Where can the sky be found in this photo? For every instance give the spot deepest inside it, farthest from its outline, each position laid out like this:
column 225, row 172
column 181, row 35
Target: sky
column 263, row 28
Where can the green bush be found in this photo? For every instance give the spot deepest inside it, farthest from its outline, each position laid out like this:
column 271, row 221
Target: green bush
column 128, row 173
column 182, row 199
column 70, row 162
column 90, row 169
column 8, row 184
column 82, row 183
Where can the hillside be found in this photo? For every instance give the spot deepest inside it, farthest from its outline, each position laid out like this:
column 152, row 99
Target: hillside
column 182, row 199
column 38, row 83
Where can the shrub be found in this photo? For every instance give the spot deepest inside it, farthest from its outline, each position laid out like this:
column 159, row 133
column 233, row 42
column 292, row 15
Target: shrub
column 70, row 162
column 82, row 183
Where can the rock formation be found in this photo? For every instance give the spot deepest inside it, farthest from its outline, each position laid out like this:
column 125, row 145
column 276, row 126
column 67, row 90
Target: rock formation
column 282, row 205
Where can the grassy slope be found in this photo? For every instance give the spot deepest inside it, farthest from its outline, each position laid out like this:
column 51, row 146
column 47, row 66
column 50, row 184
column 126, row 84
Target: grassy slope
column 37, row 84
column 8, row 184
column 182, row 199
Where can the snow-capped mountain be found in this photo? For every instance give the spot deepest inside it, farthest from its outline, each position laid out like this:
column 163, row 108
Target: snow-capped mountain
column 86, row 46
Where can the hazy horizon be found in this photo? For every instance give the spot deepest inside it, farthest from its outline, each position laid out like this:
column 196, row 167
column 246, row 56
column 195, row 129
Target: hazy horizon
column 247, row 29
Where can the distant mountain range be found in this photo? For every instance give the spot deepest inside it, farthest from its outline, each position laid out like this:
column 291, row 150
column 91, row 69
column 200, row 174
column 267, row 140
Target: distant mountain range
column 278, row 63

#####

◆ **Requirement**: Write all the entries out again exactly as they are.

◆ **Exercise output**:
Where can the sky be found in this photo? For every instance give the spot deepest inside it, farthest from its outline, each position laid out like this:
column 225, row 172
column 181, row 35
Target: sky
column 263, row 28
Where can the green bush be found in this photo? For every instance give the spot deepest inside it, farthest from its outline, each position laid out like this:
column 271, row 221
Target: green bush
column 128, row 173
column 182, row 199
column 70, row 162
column 90, row 169
column 8, row 184
column 82, row 183
Where can the hillside be found in this photo? For every instance give the spot deepest inside it, farthest from its outline, each position laid out like this:
column 152, row 99
Target: hillside
column 182, row 199
column 38, row 83
Where can the shrub be found in this photo? For every instance give the spot deepest inside it, farthest from its outline, each position laid out like this:
column 159, row 133
column 233, row 42
column 292, row 15
Target: shrub
column 70, row 162
column 82, row 183
Where can the rock formation be found in this photo? For every instance give the spot deepest inside it, farthest from its outline, each position laid out like this:
column 125, row 145
column 276, row 126
column 67, row 90
Target: rock formation
column 282, row 205
Where can the grassy slope be found in this photo? For every instance give the spot deepest inside it, farthest from its outline, each position laid out like this:
column 51, row 146
column 47, row 66
column 50, row 184
column 126, row 84
Target: grassy slope
column 37, row 84
column 8, row 184
column 182, row 199
Where can the snow-capped mountain be found in this photo? For every instance give the spot deepest inside it, farthest from its outline, each position laid out like this:
column 163, row 108
Target: snow-capped mountain
column 86, row 46
Where can the hazy horizon be found in this photo? For every instance give the spot deepest inside it, farthest from its outline, each position laid out like this:
column 196, row 167
column 246, row 56
column 195, row 129
Target: hazy horizon
column 247, row 29
Where can the distant mountain range be found in this photo? For every instance give the spot deepest inside it, farthest from its outline, each position laid out like this:
column 291, row 150
column 91, row 69
column 200, row 174
column 267, row 140
Target: distant mountain range
column 278, row 63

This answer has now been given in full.